» **Short exercise**: Put the records below into a numbered list with one entry per line, skipping any blank lines. Leave the pictures out.

[Segmentation labeling items]
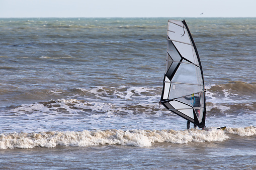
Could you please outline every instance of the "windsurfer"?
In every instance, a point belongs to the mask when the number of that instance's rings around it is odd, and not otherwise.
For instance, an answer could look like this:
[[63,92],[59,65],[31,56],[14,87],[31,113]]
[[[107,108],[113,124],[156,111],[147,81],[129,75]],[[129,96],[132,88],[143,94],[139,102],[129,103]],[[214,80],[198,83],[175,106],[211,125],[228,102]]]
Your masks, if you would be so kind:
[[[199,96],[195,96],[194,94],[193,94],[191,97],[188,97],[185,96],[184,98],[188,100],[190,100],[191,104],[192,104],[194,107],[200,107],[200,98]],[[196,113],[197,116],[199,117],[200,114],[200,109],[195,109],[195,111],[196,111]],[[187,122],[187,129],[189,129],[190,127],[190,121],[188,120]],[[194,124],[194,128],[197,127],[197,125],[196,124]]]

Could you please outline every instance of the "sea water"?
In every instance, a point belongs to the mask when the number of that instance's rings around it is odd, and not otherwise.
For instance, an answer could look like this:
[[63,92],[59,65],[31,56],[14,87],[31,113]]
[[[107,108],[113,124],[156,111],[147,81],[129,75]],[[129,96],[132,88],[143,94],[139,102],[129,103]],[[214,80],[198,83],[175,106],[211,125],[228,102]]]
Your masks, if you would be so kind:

» **Solution for this task**:
1. Could you please outline every instance of the "windsurfer"?
2. In every instance, a point belongs to the mask when the number of that instance's rings around it is odd, and not otherwise.
3. For instance, an answer could look like this:
4. [[63,92],[59,65],[31,56],[14,87],[31,113]]
5. [[[107,108],[113,124],[156,111],[147,81],[129,75]],[[129,96],[132,88],[143,94],[139,102],[129,103]],[[214,80],[198,83],[175,106],[211,125],[228,102]]]
6. Your masks, if you would be so kind:
7. [[[199,96],[195,96],[194,94],[193,94],[191,97],[188,97],[185,96],[184,98],[188,100],[190,100],[191,104],[192,104],[194,107],[200,107],[200,98]],[[196,113],[197,116],[199,117],[200,114],[200,109],[195,109],[195,111],[196,111]],[[187,122],[187,129],[189,129],[190,127],[190,121],[188,120]],[[194,124],[194,128],[197,127],[197,125],[196,124]]]
8. Could you please outline every instance of the "sea water"?
9. In every instance, a point belongs to the mask when the number of that instance's rings around it is odd, and not otherwise.
10. For instance, an answer could look like this:
11. [[63,92],[59,65],[31,56],[14,87],[31,113]]
12. [[[107,108],[113,124],[156,111],[147,81],[129,75]],[[129,96],[132,88],[143,94],[139,102],[129,103]],[[214,80],[198,83],[175,106],[211,125],[228,102]]]
13. Your masks, if you would be so kind:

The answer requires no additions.